Texto para leitura:
Restaurante O Jacinto
Numa grande cidade, alguns bairros funcionam um pouco como numa vila do interior do país. Temos os nossos lugares de preferência: a mercearia, o café, o quiosque, o sapateiro e como não deveria deixar de ser, o restaurante. Quando este atinge um determinado patamar é natural conseguir ultrapassar as barreiras geográficas e tornar-se conhecido fora dessas fronteiras, mesmo que não seja necessariamente um caso sério. O Jacinto, situado numa vivenda, na zona mais antiga de Telheiras (nas traseiras do colégio Alemão), pode ser um exemplo do que acabo de referir. É um local com pratos regionais mas não pretende ser um restaurante regional. Por isso é natural encontrarmos na carta soluções de proveniência indiferenciada, do agrado geral - como é o caso de uns ovos com farinheira ou do folhadinho de queijo cabra com mel - bem como propostas correntes ao sabor dos tempos de hoje - como a picanha ou bife argentino. Mas o Jacinto não é propriamente um local popularucho, antes pelo contrário. Apresenta mesmo um certo requinte visível não apenas na decoração, mas também no cuidado posto à mesa, quer nas toalhas e guardanapos de pano, quer nos copos de vinhos – de fazer inveja a alguns dos seus congéneres ditos de primeira.

Tarefas a realizar:
1 > Segundo o texto sobre O Jacinto, onde está situado o restaurante?
2 > Indique se cada afirmação está de acordo com o texto sobre O Jacinto: (a) O Jacinto pretende ser um restaurante regional. (b) A carta inclui picanha. (c) O Jacinto é um local popularucho.

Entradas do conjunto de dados
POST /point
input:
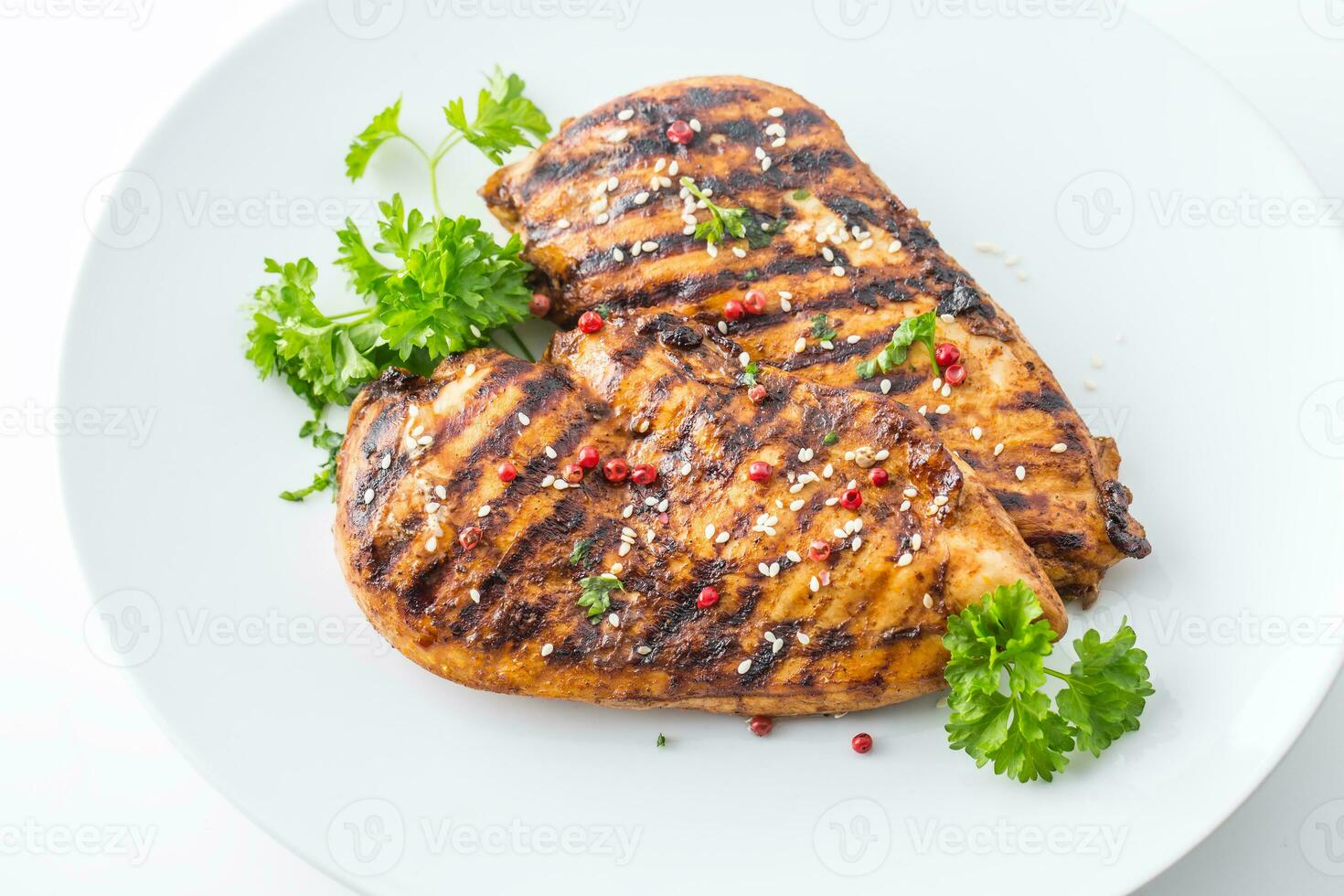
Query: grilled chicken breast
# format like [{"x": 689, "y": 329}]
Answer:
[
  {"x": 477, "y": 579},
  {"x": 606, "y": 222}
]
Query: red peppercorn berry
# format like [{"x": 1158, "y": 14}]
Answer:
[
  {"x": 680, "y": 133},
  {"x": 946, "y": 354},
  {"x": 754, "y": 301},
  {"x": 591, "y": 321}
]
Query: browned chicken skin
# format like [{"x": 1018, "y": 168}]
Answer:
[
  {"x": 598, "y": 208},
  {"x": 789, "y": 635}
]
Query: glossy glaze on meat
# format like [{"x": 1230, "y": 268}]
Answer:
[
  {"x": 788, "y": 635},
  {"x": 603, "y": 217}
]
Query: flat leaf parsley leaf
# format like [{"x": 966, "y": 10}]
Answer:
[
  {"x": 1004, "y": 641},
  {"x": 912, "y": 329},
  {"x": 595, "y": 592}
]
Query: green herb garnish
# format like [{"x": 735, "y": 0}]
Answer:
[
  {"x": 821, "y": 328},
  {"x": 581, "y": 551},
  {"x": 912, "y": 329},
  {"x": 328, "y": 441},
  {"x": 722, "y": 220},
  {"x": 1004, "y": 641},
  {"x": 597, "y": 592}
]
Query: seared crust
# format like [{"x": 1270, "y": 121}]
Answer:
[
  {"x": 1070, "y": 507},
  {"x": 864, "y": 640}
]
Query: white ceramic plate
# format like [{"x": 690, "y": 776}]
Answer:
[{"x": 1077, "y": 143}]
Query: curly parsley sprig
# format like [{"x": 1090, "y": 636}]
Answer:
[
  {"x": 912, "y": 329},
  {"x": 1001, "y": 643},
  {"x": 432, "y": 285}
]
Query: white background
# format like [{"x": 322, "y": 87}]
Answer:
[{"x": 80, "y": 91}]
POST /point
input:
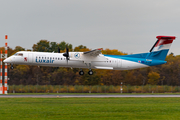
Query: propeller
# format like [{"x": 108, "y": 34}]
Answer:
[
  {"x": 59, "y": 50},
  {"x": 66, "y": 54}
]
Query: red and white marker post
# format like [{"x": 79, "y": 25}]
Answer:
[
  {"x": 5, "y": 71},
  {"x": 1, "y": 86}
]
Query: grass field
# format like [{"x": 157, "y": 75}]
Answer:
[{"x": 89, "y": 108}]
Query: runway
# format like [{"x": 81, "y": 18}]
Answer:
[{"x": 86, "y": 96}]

Resoluções comentadas:
1 > Numa vivenda, na zona mais antiga de Telheiras, nas traseiras do colégio Alemão.

2 >
(a) Não: "não pretende ser um restaurante regional".
(b) Sim: "como a picanha ou bife argentino".
(c) Não: "o Jacinto não é propriamente um local popularucho, antes pelo contrário".